- ENTRIES -
=======

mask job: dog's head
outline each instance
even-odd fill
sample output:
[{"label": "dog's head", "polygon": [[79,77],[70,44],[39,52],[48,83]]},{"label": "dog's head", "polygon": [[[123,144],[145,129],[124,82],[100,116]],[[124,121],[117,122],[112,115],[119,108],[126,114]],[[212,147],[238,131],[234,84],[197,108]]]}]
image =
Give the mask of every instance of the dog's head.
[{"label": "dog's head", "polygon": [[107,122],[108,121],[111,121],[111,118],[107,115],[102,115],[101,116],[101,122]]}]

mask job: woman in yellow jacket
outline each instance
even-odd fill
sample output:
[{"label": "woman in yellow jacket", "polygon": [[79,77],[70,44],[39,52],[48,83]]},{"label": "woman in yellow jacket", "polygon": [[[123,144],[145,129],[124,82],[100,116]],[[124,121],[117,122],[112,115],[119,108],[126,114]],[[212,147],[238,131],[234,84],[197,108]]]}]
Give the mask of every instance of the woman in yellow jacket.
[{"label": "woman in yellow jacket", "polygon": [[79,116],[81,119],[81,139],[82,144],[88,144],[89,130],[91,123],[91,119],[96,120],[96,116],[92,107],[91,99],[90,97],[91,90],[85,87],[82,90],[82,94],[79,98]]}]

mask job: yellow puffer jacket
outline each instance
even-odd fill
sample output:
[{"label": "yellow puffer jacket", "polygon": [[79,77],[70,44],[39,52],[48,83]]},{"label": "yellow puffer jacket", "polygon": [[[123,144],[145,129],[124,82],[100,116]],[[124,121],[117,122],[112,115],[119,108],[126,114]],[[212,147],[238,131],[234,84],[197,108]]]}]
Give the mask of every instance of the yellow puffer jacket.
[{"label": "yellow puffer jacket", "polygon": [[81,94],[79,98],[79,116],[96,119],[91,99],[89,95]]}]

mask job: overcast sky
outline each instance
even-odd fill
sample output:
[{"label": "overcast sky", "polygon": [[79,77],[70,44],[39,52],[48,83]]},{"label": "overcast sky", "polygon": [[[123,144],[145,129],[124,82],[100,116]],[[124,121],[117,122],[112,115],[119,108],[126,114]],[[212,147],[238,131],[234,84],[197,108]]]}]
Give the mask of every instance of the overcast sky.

=======

- OBJECTIVE -
Please show every line of the records above that contains the word "puffer", matching case exactly.

- ANSWER TO THE TASK -
mask job: yellow puffer jacket
[{"label": "yellow puffer jacket", "polygon": [[79,77],[70,44],[39,52],[48,83]]},{"label": "yellow puffer jacket", "polygon": [[[123,144],[145,129],[124,82],[100,116]],[[124,121],[117,122],[112,115],[119,108],[126,114]],[[212,147],[238,131],[234,84],[197,108]]]}]
Give the mask of every instance of the yellow puffer jacket.
[{"label": "yellow puffer jacket", "polygon": [[81,94],[79,98],[79,116],[96,119],[91,99],[89,95]]}]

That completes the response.